→ **Goal**: Report every line of the material below that contains the word "stained".

→ **Source data**:
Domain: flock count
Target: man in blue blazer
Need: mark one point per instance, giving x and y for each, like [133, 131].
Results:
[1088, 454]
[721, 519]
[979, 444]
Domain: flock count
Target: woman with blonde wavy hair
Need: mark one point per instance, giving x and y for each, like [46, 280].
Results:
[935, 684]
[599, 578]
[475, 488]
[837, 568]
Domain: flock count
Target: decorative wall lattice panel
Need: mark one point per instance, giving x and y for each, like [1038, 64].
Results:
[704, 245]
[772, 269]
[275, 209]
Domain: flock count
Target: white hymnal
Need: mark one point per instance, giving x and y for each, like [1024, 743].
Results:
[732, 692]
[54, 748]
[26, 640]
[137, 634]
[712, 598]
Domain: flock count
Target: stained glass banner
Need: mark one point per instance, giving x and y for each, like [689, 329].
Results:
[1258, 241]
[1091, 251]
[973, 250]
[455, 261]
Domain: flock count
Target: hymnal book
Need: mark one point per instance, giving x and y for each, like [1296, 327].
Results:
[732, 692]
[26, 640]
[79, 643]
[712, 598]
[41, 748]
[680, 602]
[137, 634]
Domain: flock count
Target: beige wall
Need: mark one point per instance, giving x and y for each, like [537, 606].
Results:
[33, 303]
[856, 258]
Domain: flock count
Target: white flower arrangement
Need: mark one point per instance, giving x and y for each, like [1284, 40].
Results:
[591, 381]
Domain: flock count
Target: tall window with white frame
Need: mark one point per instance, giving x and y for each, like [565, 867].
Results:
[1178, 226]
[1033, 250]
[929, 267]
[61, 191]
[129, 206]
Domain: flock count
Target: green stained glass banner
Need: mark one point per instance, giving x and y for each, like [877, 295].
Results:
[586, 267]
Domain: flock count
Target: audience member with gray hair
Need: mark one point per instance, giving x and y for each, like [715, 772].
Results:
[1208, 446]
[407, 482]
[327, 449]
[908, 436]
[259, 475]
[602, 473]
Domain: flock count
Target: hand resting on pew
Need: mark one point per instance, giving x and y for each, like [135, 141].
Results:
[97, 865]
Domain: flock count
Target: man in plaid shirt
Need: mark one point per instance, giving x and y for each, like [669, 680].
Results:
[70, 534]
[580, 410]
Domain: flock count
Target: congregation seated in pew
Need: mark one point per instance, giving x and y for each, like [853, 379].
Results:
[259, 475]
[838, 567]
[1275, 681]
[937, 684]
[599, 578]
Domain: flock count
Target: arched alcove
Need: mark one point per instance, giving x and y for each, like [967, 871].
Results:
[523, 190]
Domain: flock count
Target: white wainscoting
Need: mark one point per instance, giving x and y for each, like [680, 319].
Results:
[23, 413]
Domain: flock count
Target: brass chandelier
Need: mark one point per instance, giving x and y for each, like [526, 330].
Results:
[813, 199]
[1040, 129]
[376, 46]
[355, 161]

---

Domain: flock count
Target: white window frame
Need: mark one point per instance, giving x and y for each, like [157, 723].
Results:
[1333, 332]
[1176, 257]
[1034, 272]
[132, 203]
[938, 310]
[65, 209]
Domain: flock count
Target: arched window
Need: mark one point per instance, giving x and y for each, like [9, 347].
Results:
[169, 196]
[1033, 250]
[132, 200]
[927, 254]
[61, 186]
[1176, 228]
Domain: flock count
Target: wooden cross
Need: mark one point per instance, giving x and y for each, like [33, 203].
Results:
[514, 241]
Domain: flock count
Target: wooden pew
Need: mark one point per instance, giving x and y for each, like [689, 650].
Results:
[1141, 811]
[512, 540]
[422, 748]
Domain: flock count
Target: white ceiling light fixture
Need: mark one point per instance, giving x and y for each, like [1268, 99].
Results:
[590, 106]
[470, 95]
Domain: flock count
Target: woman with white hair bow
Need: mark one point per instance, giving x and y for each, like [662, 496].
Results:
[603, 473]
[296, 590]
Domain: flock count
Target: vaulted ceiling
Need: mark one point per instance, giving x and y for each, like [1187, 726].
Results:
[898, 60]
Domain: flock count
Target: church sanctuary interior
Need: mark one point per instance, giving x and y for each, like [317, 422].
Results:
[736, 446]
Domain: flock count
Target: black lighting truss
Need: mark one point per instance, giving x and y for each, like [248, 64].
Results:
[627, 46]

---

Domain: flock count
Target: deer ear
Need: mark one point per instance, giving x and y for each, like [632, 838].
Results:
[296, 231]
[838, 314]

→ **Finished answer**:
Target: stained glass banner
Target: green stained glass banner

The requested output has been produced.